SUPPLIED TEXT:
---

Most parts on a dirt bike have manufacturer's recommended intervals in terms of when to replace so you ensure uninterrupted optimum performance.

The clutch, however, varies widely and no set timetable exists giving you an idea of when to change out the drive plates, pressure plates and clutch plates. Aggressive riders eat clutches like candy while others get 20 hours or more, and racing Supercross burns through a clutch far more often than a trail ride.

The more experience you get on the bike followed by routine clutch changes gives you an idea of the average rate of return for a new clutch. But replacements get expensive and take time thus most riders generally ride the clutch into the ground, or at least close to it, before making a change.

Unfortunately, when the clutch fails it no longer grabs to give you forward movement. So even though you change gears the bike basically remains in neutral. Therefore, waiting too long can leave you stranded or spending time replacing the clutch while everyone enjoys the ride. But, getting the feel of the symptoms that indicate a forthcoming bad clutch allows you to make the necessary parts replacements before you get left standing still - because that's what happens when the clutch fails.

---

[Image point grounding data]
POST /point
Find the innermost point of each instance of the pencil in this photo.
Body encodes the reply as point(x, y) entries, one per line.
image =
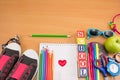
point(97, 53)
point(51, 35)
point(40, 67)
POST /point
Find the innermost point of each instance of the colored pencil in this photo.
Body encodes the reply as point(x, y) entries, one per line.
point(40, 67)
point(51, 35)
point(95, 57)
point(47, 64)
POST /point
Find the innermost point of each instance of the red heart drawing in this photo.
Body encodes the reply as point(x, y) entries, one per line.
point(62, 62)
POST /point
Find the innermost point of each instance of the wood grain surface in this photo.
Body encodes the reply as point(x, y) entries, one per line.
point(25, 17)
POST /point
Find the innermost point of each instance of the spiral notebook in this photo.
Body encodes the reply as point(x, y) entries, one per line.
point(65, 60)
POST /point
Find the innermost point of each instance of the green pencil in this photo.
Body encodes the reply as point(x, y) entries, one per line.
point(52, 35)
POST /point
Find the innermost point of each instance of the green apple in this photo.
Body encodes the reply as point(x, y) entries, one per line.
point(112, 44)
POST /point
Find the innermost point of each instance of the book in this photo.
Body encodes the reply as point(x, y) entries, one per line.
point(64, 61)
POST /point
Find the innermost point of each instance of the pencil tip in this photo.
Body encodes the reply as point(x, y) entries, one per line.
point(68, 36)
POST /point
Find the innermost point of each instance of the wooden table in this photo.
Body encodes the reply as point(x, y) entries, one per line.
point(25, 17)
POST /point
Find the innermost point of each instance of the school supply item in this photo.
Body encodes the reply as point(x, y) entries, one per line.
point(26, 67)
point(113, 68)
point(97, 57)
point(94, 50)
point(117, 57)
point(113, 25)
point(93, 32)
point(102, 63)
point(82, 57)
point(9, 56)
point(64, 60)
point(52, 35)
point(46, 64)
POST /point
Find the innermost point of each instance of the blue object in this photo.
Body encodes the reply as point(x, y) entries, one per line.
point(113, 68)
point(102, 62)
point(96, 32)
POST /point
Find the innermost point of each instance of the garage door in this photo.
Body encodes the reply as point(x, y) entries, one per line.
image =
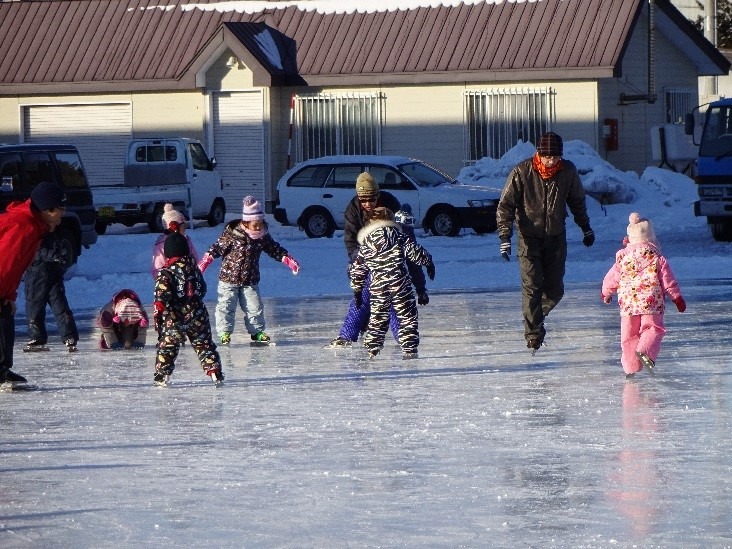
point(238, 146)
point(100, 132)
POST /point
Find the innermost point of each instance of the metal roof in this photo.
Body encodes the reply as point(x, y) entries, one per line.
point(97, 45)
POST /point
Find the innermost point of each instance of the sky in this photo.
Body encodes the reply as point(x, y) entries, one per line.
point(121, 258)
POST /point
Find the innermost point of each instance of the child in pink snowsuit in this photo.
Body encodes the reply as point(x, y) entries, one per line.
point(641, 276)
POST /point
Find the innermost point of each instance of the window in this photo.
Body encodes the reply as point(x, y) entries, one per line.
point(495, 120)
point(10, 172)
point(312, 176)
point(678, 102)
point(156, 153)
point(328, 124)
point(199, 157)
point(344, 177)
point(69, 166)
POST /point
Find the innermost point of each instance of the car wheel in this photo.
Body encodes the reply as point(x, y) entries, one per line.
point(317, 223)
point(217, 214)
point(445, 222)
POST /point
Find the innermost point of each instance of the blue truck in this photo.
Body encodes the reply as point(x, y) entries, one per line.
point(714, 168)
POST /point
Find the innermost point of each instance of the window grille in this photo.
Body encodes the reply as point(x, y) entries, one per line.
point(328, 124)
point(678, 102)
point(495, 120)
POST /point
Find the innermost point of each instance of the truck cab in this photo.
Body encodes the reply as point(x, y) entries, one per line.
point(714, 168)
point(158, 171)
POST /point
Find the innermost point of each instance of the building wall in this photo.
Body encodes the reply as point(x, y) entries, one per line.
point(672, 70)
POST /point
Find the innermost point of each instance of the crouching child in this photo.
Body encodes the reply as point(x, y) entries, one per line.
point(383, 252)
point(123, 322)
point(180, 312)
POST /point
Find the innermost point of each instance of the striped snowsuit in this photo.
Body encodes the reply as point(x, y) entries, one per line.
point(383, 252)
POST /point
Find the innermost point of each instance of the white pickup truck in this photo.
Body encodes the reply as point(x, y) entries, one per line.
point(156, 171)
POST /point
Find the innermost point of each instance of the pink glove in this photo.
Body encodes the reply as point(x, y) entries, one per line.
point(205, 262)
point(291, 263)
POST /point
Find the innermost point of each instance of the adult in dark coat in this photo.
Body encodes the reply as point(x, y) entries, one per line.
point(21, 229)
point(358, 213)
point(535, 199)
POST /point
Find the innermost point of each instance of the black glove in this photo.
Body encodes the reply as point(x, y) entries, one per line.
point(358, 299)
point(589, 236)
point(506, 249)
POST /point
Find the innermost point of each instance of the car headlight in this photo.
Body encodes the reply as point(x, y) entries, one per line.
point(485, 203)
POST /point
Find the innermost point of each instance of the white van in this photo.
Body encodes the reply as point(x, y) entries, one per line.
point(314, 194)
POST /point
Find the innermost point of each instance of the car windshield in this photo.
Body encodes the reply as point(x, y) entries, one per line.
point(425, 175)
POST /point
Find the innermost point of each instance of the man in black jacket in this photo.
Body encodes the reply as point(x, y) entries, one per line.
point(535, 198)
point(368, 197)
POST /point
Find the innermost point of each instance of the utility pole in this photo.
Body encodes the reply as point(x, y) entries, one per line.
point(710, 32)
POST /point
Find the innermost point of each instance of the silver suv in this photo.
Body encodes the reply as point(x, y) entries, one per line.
point(314, 194)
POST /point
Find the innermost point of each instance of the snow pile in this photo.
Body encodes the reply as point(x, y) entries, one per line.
point(599, 178)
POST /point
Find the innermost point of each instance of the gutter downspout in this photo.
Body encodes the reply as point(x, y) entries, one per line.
point(651, 96)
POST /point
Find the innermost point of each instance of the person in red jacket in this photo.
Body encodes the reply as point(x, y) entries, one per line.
point(22, 228)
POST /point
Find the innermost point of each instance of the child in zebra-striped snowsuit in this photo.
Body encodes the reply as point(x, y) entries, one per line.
point(383, 251)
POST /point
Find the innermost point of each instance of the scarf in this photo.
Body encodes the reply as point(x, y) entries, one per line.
point(545, 172)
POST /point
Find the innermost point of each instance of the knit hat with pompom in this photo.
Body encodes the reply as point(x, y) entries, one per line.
point(252, 209)
point(170, 214)
point(640, 230)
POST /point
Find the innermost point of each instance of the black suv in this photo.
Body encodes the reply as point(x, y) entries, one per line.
point(22, 167)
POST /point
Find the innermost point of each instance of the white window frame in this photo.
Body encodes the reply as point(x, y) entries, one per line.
point(496, 119)
point(677, 103)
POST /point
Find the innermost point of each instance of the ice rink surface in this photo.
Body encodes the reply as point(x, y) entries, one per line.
point(476, 444)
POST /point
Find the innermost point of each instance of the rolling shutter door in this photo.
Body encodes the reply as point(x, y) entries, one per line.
point(100, 132)
point(238, 135)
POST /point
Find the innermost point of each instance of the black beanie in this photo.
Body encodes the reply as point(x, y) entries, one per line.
point(47, 196)
point(550, 144)
point(175, 245)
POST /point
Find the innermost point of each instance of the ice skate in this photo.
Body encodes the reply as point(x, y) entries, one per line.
point(70, 345)
point(217, 376)
point(340, 343)
point(13, 381)
point(34, 346)
point(161, 379)
point(647, 361)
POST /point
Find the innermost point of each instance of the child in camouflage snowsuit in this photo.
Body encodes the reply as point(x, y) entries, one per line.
point(180, 312)
point(241, 245)
point(383, 252)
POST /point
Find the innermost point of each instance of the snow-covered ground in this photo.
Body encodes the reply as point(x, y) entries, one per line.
point(475, 444)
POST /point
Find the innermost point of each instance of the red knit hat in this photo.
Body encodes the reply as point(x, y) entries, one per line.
point(550, 144)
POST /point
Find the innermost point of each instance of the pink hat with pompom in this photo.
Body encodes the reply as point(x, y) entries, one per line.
point(640, 230)
point(252, 209)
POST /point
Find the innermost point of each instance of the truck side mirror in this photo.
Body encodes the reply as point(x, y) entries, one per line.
point(689, 124)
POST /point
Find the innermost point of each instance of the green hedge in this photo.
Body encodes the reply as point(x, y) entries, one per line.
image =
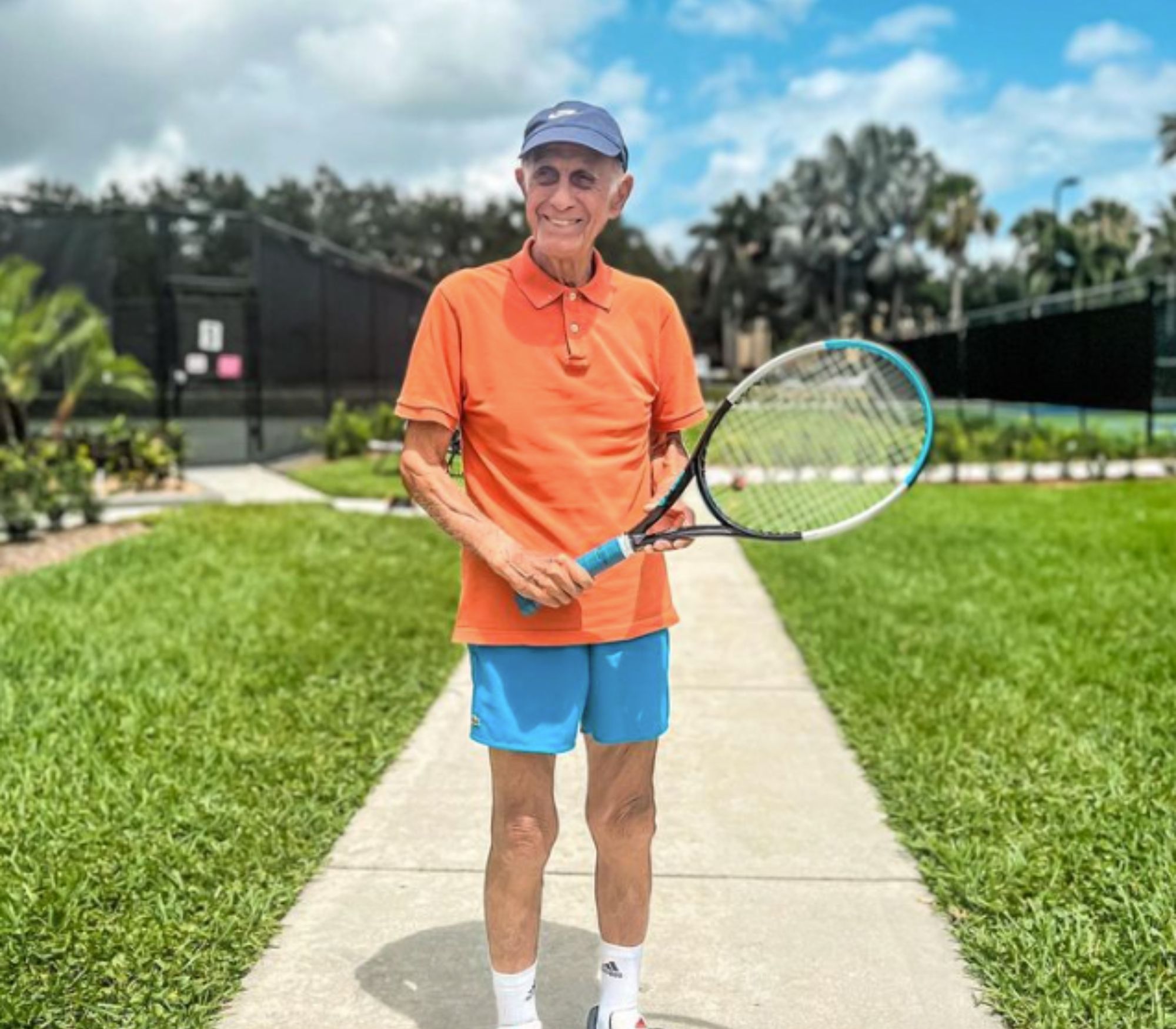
point(349, 431)
point(983, 440)
point(46, 477)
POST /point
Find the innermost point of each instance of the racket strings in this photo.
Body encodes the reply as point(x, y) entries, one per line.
point(816, 442)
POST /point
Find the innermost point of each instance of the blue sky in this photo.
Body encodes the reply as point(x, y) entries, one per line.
point(714, 97)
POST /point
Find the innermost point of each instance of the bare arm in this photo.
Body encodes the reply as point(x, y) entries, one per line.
point(669, 457)
point(553, 580)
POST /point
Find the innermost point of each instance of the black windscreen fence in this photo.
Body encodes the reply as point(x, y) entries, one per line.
point(250, 330)
point(1104, 358)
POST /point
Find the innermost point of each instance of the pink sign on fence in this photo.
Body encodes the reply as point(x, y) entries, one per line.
point(229, 366)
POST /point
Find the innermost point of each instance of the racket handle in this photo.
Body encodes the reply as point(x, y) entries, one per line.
point(604, 558)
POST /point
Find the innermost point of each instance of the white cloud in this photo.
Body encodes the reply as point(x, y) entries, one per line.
point(1093, 44)
point(757, 143)
point(15, 178)
point(378, 89)
point(1144, 186)
point(135, 169)
point(445, 57)
point(914, 25)
point(737, 17)
point(1026, 138)
point(623, 90)
point(672, 235)
point(985, 250)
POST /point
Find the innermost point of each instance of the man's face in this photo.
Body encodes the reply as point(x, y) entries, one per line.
point(571, 193)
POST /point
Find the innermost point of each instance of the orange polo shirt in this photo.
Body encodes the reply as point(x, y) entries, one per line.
point(557, 390)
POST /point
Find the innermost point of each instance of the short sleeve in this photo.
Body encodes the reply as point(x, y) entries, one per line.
point(432, 387)
point(679, 403)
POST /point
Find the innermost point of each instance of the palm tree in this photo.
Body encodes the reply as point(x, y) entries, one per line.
point(37, 332)
point(898, 185)
point(1162, 244)
point(730, 262)
point(1168, 138)
point(957, 212)
point(1047, 252)
point(92, 363)
point(1107, 235)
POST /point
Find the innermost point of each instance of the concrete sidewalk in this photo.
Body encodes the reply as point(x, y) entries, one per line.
point(781, 899)
point(252, 484)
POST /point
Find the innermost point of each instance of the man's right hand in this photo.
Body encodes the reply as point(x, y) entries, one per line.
point(552, 580)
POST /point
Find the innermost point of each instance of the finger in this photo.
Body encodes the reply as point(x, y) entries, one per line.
point(580, 577)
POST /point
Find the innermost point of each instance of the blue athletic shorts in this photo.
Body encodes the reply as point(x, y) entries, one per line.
point(534, 699)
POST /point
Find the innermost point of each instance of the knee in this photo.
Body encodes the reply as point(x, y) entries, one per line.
point(526, 838)
point(630, 821)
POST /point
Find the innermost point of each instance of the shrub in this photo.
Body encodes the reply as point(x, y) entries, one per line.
point(21, 492)
point(386, 424)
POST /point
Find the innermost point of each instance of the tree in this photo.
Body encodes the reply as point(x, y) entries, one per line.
point(38, 331)
point(1162, 240)
point(956, 212)
point(1046, 251)
point(1168, 138)
point(91, 364)
point(1107, 235)
point(731, 262)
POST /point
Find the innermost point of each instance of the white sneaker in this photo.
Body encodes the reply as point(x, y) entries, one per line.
point(630, 1019)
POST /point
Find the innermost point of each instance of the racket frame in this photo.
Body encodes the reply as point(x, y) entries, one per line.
point(627, 544)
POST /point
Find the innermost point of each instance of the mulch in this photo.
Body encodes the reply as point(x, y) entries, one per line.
point(49, 549)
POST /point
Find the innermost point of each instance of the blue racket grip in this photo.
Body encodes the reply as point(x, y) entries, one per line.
point(604, 558)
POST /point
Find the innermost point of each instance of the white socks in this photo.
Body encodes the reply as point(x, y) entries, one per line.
point(620, 979)
point(514, 993)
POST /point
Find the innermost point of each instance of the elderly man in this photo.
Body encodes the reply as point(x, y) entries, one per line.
point(571, 383)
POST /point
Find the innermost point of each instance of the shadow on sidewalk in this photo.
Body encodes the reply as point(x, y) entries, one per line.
point(442, 979)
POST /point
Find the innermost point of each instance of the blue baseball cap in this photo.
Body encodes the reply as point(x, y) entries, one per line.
point(573, 122)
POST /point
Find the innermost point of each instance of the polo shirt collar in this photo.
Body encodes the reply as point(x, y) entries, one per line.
point(543, 290)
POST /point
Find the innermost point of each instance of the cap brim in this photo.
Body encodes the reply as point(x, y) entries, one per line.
point(572, 135)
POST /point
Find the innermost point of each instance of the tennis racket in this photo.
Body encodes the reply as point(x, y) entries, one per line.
point(817, 442)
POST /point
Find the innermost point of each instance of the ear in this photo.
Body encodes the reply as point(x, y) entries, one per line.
point(620, 196)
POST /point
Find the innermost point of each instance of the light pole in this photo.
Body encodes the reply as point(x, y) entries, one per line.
point(1063, 184)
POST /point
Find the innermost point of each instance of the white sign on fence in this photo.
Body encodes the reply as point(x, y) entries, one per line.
point(196, 364)
point(211, 336)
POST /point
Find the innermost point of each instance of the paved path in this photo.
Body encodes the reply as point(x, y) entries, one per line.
point(252, 484)
point(781, 898)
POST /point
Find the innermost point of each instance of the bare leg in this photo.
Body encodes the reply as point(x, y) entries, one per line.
point(622, 817)
point(524, 827)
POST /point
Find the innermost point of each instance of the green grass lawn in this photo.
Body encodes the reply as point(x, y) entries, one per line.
point(1004, 662)
point(355, 477)
point(189, 720)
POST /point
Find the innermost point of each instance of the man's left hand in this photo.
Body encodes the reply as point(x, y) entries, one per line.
point(678, 517)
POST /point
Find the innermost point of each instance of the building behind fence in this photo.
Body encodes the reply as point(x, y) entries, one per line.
point(250, 329)
point(1113, 348)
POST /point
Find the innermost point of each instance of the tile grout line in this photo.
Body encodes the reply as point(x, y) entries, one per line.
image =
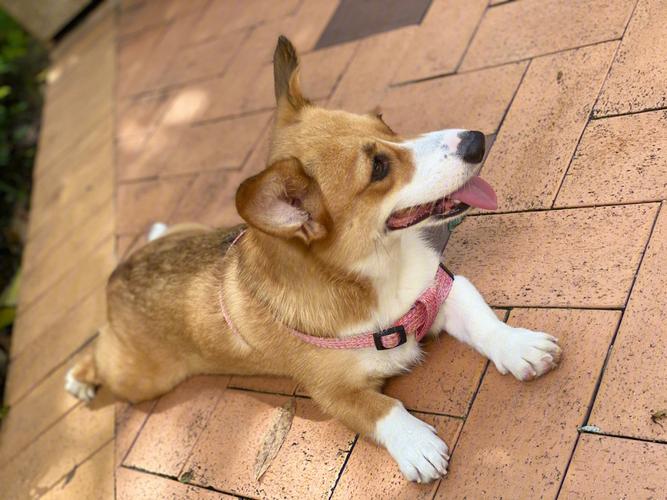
point(77, 465)
point(35, 437)
point(473, 398)
point(592, 111)
point(66, 359)
point(343, 467)
point(657, 201)
point(175, 479)
point(613, 60)
point(65, 313)
point(208, 419)
point(628, 438)
point(629, 113)
point(581, 307)
point(540, 55)
point(498, 65)
point(600, 379)
point(471, 39)
point(589, 408)
point(136, 436)
point(26, 309)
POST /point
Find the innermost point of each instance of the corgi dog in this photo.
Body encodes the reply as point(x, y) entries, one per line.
point(332, 280)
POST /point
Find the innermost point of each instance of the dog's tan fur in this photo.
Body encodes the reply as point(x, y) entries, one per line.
point(310, 214)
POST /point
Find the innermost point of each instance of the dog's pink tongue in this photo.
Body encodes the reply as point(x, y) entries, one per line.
point(477, 193)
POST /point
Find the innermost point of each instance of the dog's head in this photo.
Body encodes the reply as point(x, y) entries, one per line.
point(341, 183)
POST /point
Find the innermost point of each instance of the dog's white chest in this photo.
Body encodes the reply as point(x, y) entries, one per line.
point(399, 278)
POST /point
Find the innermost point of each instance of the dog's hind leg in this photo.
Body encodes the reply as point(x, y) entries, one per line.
point(160, 229)
point(82, 379)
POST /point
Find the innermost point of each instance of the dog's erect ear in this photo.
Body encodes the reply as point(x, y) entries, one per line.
point(283, 201)
point(286, 79)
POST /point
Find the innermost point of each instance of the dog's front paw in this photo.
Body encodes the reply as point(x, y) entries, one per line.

---

TASK BRIEF:
Retype the stretch of the dirt bike clutch text from "Most parts on" through "making a change.".

ANSWER TO THE EXERCISE:
Most parts on a dirt bike have manufacturer's recommended intervals in terms of when to replace so you ensure uninterrupted optimum performance.

The clutch, however, varies widely and no set timetable exists giving you an idea of when to change out the drive plates, pressure plates and clutch plates. Aggressive riders eat clutches like candy while others get 20 hours or more, and racing Supercross burns through a clutch far more often than a trail ride.

The more experience you get on the bike followed by routine clutch changes gives you an idea of the average rate of return for a new clutch. But replacements get expensive and take time thus most riders generally ride the clutch into the ground, or at least close to it, before making a change.